WHAT IS ASKED -
Give every entry again, word for word.

Excerpt from a dataset -
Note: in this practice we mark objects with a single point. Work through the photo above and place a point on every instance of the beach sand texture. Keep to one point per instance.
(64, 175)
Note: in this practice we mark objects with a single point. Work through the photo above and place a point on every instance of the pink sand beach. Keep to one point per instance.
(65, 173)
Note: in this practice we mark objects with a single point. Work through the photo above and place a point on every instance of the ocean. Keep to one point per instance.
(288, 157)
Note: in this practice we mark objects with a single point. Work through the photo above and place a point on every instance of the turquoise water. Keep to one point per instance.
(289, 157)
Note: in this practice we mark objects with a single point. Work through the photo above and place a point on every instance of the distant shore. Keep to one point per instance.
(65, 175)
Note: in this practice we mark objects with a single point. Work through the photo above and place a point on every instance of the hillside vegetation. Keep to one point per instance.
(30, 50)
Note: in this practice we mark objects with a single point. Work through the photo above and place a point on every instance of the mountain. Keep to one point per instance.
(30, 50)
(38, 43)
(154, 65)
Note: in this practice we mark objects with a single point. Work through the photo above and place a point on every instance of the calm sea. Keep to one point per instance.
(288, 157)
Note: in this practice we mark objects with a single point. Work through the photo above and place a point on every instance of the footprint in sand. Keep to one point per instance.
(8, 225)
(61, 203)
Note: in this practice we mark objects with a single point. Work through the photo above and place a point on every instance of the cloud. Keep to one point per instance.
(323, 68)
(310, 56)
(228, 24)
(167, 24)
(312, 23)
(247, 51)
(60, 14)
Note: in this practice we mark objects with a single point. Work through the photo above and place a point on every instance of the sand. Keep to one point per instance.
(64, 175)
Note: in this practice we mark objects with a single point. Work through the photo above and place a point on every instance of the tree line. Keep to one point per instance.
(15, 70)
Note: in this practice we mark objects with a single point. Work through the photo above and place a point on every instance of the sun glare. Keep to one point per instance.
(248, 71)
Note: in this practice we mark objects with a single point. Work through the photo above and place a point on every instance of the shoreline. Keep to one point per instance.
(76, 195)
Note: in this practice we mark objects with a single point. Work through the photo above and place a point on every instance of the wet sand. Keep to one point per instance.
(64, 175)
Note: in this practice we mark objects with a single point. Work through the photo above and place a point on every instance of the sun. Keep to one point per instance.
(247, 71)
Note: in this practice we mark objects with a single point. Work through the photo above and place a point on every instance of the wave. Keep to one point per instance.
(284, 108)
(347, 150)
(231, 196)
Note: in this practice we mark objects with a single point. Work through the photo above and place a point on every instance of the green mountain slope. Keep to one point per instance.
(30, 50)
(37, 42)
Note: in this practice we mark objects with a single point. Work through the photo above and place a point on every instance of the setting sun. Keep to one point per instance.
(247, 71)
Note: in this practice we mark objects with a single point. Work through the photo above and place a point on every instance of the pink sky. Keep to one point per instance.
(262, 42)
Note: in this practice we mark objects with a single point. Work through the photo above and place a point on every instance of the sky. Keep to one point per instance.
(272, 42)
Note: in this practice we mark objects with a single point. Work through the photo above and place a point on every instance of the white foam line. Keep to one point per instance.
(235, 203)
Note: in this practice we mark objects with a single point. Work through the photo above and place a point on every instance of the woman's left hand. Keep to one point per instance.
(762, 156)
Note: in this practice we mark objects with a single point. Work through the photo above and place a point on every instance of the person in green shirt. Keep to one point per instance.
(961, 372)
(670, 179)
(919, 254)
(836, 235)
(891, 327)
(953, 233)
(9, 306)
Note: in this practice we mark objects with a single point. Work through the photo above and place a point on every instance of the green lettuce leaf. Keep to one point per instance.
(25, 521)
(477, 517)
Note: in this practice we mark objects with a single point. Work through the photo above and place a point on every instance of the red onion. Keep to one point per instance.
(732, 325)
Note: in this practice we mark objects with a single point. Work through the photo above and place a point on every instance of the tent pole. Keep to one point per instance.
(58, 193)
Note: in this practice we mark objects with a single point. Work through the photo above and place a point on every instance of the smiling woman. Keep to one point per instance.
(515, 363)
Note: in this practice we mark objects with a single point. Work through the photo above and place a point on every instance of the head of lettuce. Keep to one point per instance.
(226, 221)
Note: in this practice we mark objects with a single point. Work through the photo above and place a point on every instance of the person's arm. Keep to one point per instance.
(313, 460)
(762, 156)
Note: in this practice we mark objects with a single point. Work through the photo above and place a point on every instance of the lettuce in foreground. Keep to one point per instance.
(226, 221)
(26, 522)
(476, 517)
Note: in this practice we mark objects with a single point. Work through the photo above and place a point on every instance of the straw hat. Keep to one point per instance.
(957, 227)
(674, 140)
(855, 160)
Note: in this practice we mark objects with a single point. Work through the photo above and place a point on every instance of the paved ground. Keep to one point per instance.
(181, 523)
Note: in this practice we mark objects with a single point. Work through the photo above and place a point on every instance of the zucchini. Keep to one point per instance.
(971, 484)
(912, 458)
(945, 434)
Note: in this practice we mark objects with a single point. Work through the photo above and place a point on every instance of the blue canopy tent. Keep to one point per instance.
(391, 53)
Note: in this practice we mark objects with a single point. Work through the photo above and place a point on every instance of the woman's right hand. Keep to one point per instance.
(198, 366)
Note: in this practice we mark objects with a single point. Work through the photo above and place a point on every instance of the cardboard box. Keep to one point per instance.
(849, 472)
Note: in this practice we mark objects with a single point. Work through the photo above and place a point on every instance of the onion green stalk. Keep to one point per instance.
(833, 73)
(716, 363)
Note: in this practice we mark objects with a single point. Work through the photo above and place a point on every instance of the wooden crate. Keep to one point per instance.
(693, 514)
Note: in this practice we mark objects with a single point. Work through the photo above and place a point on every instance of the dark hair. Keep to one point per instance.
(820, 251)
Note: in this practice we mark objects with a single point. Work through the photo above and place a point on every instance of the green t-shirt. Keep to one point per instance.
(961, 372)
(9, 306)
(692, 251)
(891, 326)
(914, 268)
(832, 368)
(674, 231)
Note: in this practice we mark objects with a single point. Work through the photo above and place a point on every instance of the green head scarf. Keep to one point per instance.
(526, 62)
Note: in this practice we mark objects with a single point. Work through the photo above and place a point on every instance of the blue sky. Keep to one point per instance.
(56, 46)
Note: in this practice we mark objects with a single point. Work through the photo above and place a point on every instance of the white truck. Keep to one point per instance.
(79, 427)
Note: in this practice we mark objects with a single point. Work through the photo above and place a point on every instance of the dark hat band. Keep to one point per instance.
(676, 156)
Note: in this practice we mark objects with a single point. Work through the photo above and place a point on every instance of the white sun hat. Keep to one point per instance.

RESULT OF THE TASK -
Note: in this practice we mark objects with a single point. Work through the photo above and place a point on every instance of the beach sand texture. Keep to one point per instance.
(64, 175)
Note: in this practice we mark objects with a single point. Work through the photo above and place a point on every instance of the pink sand beach. Keep to one point per instance.
(65, 173)
Note: in this practice we mark objects with a single point. Work through the photo above and place a point on every instance of the ocean. Keep to one point per instance.
(288, 157)
Note: in this practice we mark objects with a single point. Work through the photo above and place a point on every instance of the turquoise water. Keep to one point per instance.
(289, 157)
Note: in this practice we mark objects with a single point. Work through the photo above and place a point on every instance of the distant shore. Keep to one point per instance.
(65, 175)
Note: in this practice we mark objects with a single point. Work through the photo above and place a point on every instance of the hillside vegetation. Keep to one point per instance.
(30, 50)
Note: in this practice we mark objects with a single point. Work through the photo above and place a point on every instance of the mountain. Keep to one point per instance.
(30, 50)
(38, 43)
(154, 65)
Note: in this practice we mark objects with a single point. Work through the photo above and place a point on every instance of the calm sea. Keep to one point per instance.
(288, 157)
Note: in this practice we mark objects with a single point. Work through the photo above and place a point on every instance of the footprint in sand. Keep to one point per instance.
(8, 225)
(61, 203)
Note: in this practice we mark objects with a single point. Work through the photo above and place a point on every instance of the cloud. Keep to one point per instance.
(323, 68)
(310, 56)
(228, 24)
(167, 24)
(312, 23)
(247, 51)
(60, 14)
Note: in this practice we mark objects with a single point. Work through the photo above and place a point on every instance of the sand. Keep to one point per instance.
(64, 175)
Note: in this practice we mark objects with a single point. Work through the photo above and place a point on every instance of the tree line. Keep to one point per instance.
(15, 70)
Note: in this practice we mark objects with a single point. Work through the photo above and place a point on every instance of the sun glare. Keep to one point per instance.
(248, 71)
Note: in this practice we mark objects with a single point. Work through the photo above and place a point on every instance of the shoreline. Keep to one point per instance.
(76, 195)
Note: in this practice we mark objects with a single point. Work through the photo above and place a point on every instance of the wet sand. Keep to one point per instance.
(64, 175)
Note: in this practice we mark objects with a single point. Work through the photo above and place a point on every instance of the sun. Keep to one point per instance.
(247, 71)
Note: in this practice we mark objects with a single point. Work through the photo above and place a point on every instance of the wave. Keep to one point per instance.
(284, 108)
(347, 150)
(231, 196)
Note: in this practice we mark objects with a single point. Work through the photo above and place a point on every instance of the green mountain slope. Keep to one point per instance.
(30, 50)
(37, 42)
Note: in this practice we mark objects with a single point. Work through the photo above and place a point on every instance of the setting sun. Keep to one point per instance.
(247, 71)
Note: in this practice we mark objects with a single point. Work through the photo above and place a point on every instance of the pink sky. Keep to one point per instance.
(262, 42)
Note: in this practice we mark objects with a single point. Work through the photo above and place a point on every instance of the sky. Keep to one point per instance.
(272, 42)
Note: in this practice we mark objects with a single point. Work through the photo above and place a point on every instance of the white foam line. Keep to one point per instance.
(235, 203)
Note: in this practice we mark objects with a single point. Work through the photo above and place a point on every instance of the woman's left hand. Keep to one point per instance.
(762, 156)
Note: in this practice we mark objects with a single point. Work through the photo above and place a point on every instance of the person in green shirt. Keep to one point per instance.
(961, 372)
(670, 179)
(919, 254)
(836, 235)
(891, 327)
(953, 233)
(9, 306)
Note: in this practice we mark objects with a single point. Work through the photo above and place a point on every instance of the green lettuce leaf. Keep to one point per instance.
(25, 521)
(477, 517)
Note: in this practice we mark objects with a single point. Work through the photo above and place a point on every instance of the red onion. Keep to one point per instance.
(732, 325)
Note: in this practice we mark objects with a single point. Work through the photo above and place a point on every instance of the tent pole. Keep to one point per instance.
(58, 193)
Note: in this practice we mark objects with a single point. Work through the photo above and place a point on every instance of the smiling woman. Keep to one point per instance.
(515, 363)
Note: in this practice we mark objects with a single point. Work through the photo above and place a point on every instance of the head of lettuce. Keep to one point per instance.
(226, 221)
Note: in this practice we mark objects with a single point. Work through the photo above and place a point on every instance of the person's arm. Keep to one point per instance.
(313, 460)
(762, 156)
Note: in this practice we mark objects with a single point. Work through the photo above and place a point on every instance of the lettuce in foreground. Keep to one point per instance.
(226, 221)
(26, 522)
(476, 517)
Note: in this practice we mark objects with a single point. Work through the photo above and place a point on every instance of the straw hat. Keep to one point per instance.
(957, 227)
(674, 140)
(855, 160)
Note: in this practice we mark objects with a single point. Work through the photo above and place a point on every instance of the paved ground. Keep to one point per instance.
(181, 523)
Note: in this practice we mark objects with a single point. Work through the photo above and place a point on every instance of the zucchini. Keep to one point per instance.
(971, 484)
(912, 458)
(945, 434)
Note: in this practice we mark objects with a single point. Work through the photo above and place a point on every instance of the blue canopy tent. Keep to one point per instance.
(391, 53)
Note: in this practice we mark objects with a single point. Work through the photo above and place a point on every instance of the woman's right hand. Keep to one point per instance.
(198, 366)
Note: in this practice we mark objects with a single point. Work through the photo above and place a point on every instance of the cardboard box. Keep to one point per instance.
(849, 472)
Note: in this practice we mark objects with a single point. Work through the photo above and place a point on every instance of the onion green stalk. Keep to one point per instance.
(833, 73)
(716, 363)
Note: in this practice we mark objects with a single point. Work through the photo above and place a point on every instance of the wooden crate. Keep to one point per instance.
(693, 514)
Note: in this practice we mark objects with a single point. Work through the photo above and place a point on every instance of the dark hair. Keep to one point per instance.
(820, 251)
Note: in this practice we mark objects with a single point. Work through the photo above and place a point on every instance of the green t-shirt. Keep to one point per instance.
(961, 372)
(9, 306)
(692, 251)
(891, 326)
(914, 268)
(832, 368)
(674, 231)
Note: in this practice we mark objects with a single point. Work through the photo above and place a point on every instance of the green head scarf. Keep to one point per instance.
(526, 62)
Note: in this practice we mark objects with a single point. Work through the photo above and place a point on every instance of the blue sky. Keep to one point per instance.
(56, 46)
Note: in this practice we mark objects with a single point. Work through the photo above and place a point on every instance of the white truck. Keep to one point per instance.
(79, 427)
Note: in this practice we mark objects with a single point. Work through the photo above and place a point on every instance of the dark hat band. Keep to one point per instance.
(676, 156)
Note: in this practice we mark objects with a single point. Work through the photo above and place a point on every instance of the white sun hat. Keep to one point per instance.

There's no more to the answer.